▶ DATA PROVIDED:

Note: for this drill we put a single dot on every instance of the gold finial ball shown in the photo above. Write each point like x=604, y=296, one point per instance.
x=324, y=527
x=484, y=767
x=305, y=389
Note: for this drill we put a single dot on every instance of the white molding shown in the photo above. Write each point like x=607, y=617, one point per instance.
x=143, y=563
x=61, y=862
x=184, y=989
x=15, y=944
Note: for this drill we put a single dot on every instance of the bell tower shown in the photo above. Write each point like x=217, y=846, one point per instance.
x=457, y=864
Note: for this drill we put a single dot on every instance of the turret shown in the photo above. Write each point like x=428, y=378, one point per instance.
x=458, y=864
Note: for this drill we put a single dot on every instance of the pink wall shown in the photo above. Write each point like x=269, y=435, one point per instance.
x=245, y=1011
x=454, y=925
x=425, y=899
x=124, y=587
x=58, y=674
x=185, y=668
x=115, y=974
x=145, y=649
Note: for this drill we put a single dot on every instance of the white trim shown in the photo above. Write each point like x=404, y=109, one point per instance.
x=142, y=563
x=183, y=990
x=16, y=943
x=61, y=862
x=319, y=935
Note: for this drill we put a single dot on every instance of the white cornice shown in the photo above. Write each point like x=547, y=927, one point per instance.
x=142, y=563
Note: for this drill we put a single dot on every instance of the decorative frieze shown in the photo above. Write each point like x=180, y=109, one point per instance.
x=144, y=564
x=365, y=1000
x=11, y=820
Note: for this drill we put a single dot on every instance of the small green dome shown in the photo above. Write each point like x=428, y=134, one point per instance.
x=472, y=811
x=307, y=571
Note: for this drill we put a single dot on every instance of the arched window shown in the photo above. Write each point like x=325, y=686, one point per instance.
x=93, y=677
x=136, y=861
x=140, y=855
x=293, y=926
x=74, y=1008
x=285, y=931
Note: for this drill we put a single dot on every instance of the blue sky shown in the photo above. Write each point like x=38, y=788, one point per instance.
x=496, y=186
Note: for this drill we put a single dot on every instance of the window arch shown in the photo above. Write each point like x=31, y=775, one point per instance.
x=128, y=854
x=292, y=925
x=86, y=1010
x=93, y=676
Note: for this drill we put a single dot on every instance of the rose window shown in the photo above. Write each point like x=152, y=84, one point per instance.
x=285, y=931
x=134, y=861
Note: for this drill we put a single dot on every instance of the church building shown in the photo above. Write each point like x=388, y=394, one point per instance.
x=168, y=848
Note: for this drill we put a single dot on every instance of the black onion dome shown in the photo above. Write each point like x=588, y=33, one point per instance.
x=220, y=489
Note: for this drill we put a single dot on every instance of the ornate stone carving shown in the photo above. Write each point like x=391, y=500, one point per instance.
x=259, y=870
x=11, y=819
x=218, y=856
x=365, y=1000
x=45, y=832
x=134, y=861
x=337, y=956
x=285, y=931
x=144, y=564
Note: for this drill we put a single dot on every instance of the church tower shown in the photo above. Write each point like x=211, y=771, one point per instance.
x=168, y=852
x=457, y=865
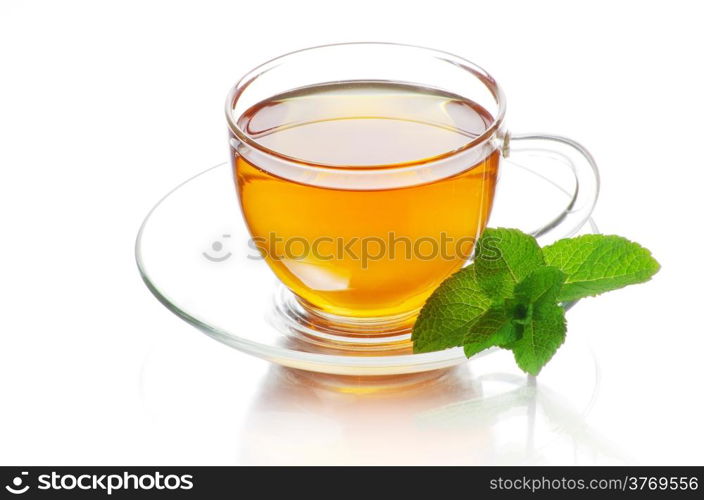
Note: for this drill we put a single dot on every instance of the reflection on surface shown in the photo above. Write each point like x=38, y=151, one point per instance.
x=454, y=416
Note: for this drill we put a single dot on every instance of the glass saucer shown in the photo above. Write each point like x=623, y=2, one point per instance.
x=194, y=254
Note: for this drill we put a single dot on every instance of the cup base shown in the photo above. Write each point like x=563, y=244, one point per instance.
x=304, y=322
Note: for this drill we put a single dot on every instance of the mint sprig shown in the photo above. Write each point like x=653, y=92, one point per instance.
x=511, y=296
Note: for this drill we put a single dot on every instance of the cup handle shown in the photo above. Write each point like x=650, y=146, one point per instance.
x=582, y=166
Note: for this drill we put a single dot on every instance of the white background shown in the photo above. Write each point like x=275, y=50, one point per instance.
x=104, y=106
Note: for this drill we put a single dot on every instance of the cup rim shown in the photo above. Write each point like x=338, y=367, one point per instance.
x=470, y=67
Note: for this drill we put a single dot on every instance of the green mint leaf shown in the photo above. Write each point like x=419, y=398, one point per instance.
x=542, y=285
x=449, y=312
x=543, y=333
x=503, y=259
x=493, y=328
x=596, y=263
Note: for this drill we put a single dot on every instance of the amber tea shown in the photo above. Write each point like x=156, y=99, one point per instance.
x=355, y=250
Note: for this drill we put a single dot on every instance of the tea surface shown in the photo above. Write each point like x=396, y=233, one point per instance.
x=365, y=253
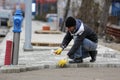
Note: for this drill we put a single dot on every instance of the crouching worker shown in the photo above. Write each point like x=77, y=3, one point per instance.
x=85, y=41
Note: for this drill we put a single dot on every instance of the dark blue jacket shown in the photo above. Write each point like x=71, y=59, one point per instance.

---

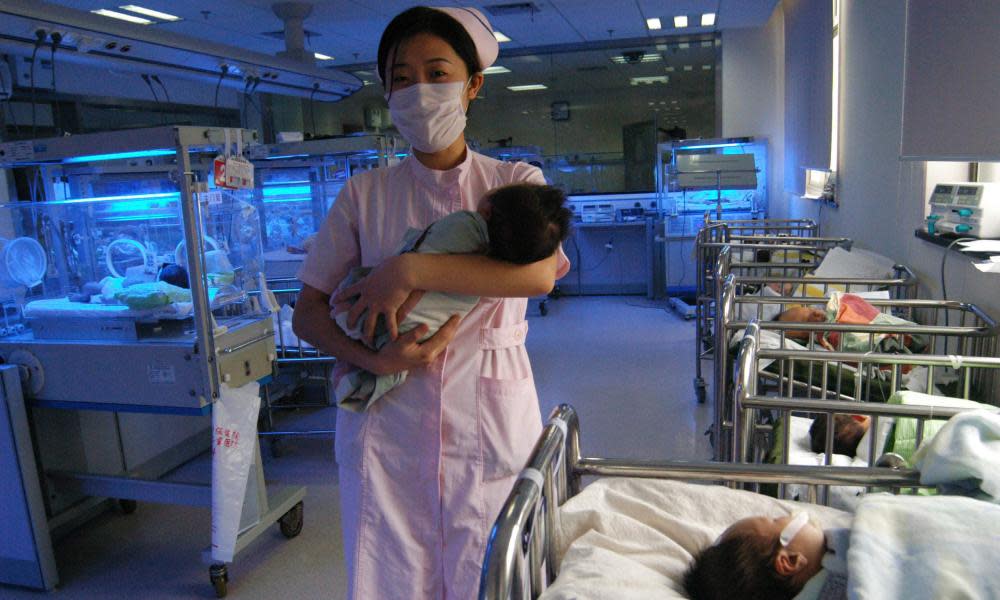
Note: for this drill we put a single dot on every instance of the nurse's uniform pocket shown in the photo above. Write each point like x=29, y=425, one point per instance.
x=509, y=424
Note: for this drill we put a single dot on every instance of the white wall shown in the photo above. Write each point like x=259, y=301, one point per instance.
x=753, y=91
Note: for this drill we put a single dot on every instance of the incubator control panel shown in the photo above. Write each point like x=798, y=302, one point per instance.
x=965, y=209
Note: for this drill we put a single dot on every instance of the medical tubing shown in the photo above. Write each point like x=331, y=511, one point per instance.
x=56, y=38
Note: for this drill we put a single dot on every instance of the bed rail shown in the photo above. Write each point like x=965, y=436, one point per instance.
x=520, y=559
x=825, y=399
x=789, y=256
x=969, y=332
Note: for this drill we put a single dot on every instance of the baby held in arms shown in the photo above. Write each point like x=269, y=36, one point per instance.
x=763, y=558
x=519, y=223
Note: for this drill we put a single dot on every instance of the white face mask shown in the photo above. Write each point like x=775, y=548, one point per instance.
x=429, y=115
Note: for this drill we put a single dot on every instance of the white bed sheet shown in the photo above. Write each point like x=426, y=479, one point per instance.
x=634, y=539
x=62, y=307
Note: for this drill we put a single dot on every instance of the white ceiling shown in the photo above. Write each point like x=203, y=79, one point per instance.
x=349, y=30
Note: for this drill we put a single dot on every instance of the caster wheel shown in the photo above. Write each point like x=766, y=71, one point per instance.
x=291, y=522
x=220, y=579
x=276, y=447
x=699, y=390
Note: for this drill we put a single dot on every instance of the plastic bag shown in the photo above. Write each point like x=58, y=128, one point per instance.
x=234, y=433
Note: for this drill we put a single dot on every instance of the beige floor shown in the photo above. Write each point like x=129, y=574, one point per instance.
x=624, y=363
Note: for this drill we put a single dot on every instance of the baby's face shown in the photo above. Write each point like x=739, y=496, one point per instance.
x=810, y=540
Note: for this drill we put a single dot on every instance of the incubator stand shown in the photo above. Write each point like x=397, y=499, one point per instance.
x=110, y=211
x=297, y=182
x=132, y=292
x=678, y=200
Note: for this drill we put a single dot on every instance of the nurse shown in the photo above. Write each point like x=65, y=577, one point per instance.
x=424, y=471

▶ TASK DIRECTIONS: What you return must match the lines above from the one with "y=151, one point per instance." through the one with "y=59, one point per instance." exactly, with both ends included and the pictures excluded.

▶ WRITTEN RESPONSE:
Note: for this drill we put a single dot on every instance of the reflection on surface shown in the photo above. Write each point like x=38, y=151, one point per instance.
x=454, y=416
Note: for this drill we put a single dot on every instance of the glass saucer shown in the photo above. Write each point like x=623, y=2, one point per instance.
x=194, y=254
Note: for this drill we put a single dot on every instance of the cup base shown in the photo above. Write each point like x=563, y=244, one point per instance.
x=304, y=322
Note: for this drill we put a single dot on every instance of the mint sprig shown in the photo above. Write each point like x=653, y=92, one point per instance.
x=511, y=296
Note: for this drill we put a single dot on every instance of the cup handle shown in the photo above. Write each point like x=650, y=146, one point per instance.
x=582, y=166
Note: for this drill we put a single dot on every instance of the white background shown in the photo above. Write each point like x=275, y=50, one point per instance.
x=104, y=106
Note: for this drill we put a single dot on every instance of the cup rim shown in the photo above. Write each point like x=338, y=367, one point per instance.
x=470, y=67
Note: for this drill we put a single dot on every instance of the green mint leaf shown in the photo above. Write each point like x=419, y=398, one point per instance.
x=542, y=285
x=449, y=312
x=543, y=333
x=503, y=259
x=493, y=328
x=596, y=263
Note: for this drill we put a single dot on every instance of the amber tea shown in the photo above. Write each point like x=156, y=99, one point per instance.
x=355, y=250
Note: for this drill we put a single dot on every instance of the tea surface shown in the photo above. Write each point like x=396, y=233, one point per instance.
x=365, y=253
Note: for this drill we put a single dot on every instance of the crouching worker shown in the photo above. Write each point like x=77, y=3, one point per instance.
x=85, y=41
Note: for this drill we put a single dot on every instance of the dark blue jacket shown in the photo above. Write each point like x=71, y=59, one point per instance.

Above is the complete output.